▶ [Stated task]
Please repeat every one of the entries below with "drop a single pin" changed to "place one marker" and nothing else altered. Leave the pictures out.

▶ [Given data]
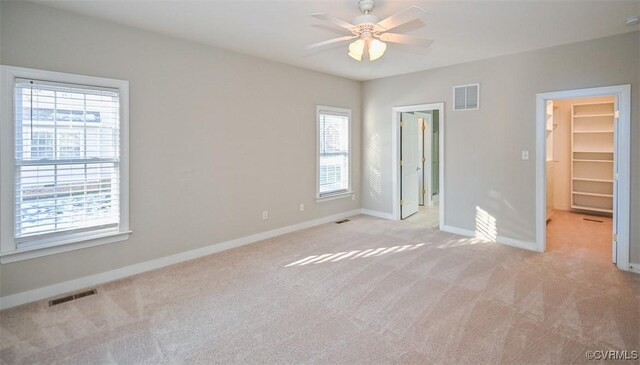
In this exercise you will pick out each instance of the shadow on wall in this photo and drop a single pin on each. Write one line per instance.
(486, 228)
(499, 205)
(375, 174)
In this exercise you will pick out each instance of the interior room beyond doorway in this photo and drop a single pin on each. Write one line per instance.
(580, 187)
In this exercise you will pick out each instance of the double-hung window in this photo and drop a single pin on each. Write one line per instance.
(64, 162)
(334, 143)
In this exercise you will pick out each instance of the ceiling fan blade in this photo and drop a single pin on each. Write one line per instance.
(405, 39)
(334, 21)
(330, 41)
(405, 16)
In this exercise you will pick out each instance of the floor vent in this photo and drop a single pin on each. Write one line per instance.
(71, 297)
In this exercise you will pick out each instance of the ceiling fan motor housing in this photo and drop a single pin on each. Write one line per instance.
(366, 6)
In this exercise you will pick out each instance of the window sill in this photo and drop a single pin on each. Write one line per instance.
(64, 245)
(343, 195)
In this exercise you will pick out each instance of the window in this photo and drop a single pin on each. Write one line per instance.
(68, 163)
(334, 174)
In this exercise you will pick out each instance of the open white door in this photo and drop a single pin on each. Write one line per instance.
(409, 165)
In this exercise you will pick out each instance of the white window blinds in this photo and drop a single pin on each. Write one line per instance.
(333, 166)
(67, 158)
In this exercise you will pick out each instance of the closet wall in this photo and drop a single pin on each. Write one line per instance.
(562, 149)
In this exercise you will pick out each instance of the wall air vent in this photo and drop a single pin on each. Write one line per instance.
(466, 97)
(71, 297)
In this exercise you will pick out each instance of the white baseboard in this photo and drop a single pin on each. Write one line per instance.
(375, 213)
(97, 279)
(499, 239)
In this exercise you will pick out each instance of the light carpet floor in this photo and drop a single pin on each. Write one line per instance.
(367, 291)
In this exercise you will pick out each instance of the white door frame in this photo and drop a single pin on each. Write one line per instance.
(623, 156)
(395, 154)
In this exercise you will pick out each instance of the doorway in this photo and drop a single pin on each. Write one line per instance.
(418, 163)
(582, 169)
(580, 158)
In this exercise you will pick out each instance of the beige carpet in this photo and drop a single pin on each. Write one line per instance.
(398, 293)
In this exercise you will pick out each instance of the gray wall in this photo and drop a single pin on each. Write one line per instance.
(203, 168)
(482, 148)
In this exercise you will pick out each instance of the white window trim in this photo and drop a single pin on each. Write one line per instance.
(341, 194)
(9, 251)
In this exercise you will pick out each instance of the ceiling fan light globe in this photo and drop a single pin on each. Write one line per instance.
(356, 49)
(376, 49)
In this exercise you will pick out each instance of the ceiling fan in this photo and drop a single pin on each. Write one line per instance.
(370, 33)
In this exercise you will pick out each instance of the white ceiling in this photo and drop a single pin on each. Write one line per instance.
(278, 30)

▶ [Answer to the problem]
In this exercise you will pick out each instance of the shadow on wall in this photo and place one marker on each. Write one line per instance.
(486, 228)
(499, 205)
(375, 174)
In this exercise you will pick out each instance of the interior room beyond doorway in this photo and place one marker on each. Write one line per instance.
(580, 187)
In this exercise you will pick out each instance of the double-hung window in this photo and place one marker on each. Write one line per instance.
(64, 162)
(334, 143)
In this exercise you will pick out each instance of the ceiling fan blade in this photo and place one marker on each. Write one line per instance.
(405, 39)
(334, 21)
(330, 41)
(405, 16)
In this exercise you will pick out each instance of the floor vent in this photo and place one marker on each. Write one line per instance.
(71, 297)
In this exercise you will pick out each instance of the ceiling fan motor housing in this photo and place one marker on each. Write one line per instance.
(366, 6)
In this exercise you will pick out each instance of the window sill in this photo and place one marker on each. Write one line per instance.
(64, 245)
(343, 195)
In this exercise you will pick out each instance of the window in this photo and place one marker on each. Write one line per instance.
(68, 163)
(334, 174)
In this exercise you will pick out each instance of the open white door in this photo and place one marker on each. Write one line per instance.
(409, 165)
In this exercise you will pick out each instance of the white window blinds in this photo and place one marker on each. Write one line per instance.
(333, 166)
(67, 158)
In this exercise you will pick out each instance of the closet wall in this photo and place one marker on each. Write one line per instance.
(562, 149)
In this exercise you will pick out each instance of the wall air vent in this photo and place one marker on each. Write one line per instance.
(466, 97)
(71, 297)
In this exercise you will pick out each instance of the white baseboard in this photo and place one marker on each. Write one line per instance.
(375, 213)
(97, 279)
(499, 239)
In this exercise you will pick out each instance of the light carpet floor in this photo and place one marker on each. Write one line per instance.
(367, 291)
In this exercise you will pick out each instance of the white door frame in this photo and place one marker on each. Write one line per instance.
(623, 156)
(395, 154)
In this exercise you will pick out each instance of the doorway in this photo and place one marker on each. Write one line per instance.
(418, 163)
(582, 169)
(580, 158)
In this exercise you will pick out each instance of the beige carpet in this photo and place one marker on each. Write one line per instance.
(398, 293)
In this exercise you will pick out each instance of the gray wall in this photo and place one marker on each. Write one line per instance.
(203, 168)
(482, 148)
In this exercise you will pick out each instance of the white window trim in this photo and place one marker on each. Write one line per instance.
(341, 194)
(9, 251)
In this exercise you will pick out each instance of the ceiling fan light globe in this photo and place one marker on each. Write one line per instance.
(356, 49)
(376, 49)
In this exercise you will pick out each instance of the ceiling fan in this photo and place one marker on each. Write one line per instance.
(370, 33)
In this exercise you will pick out each instance of the white ceiling in this photo and place one marker on each. Write one line per instance.
(278, 30)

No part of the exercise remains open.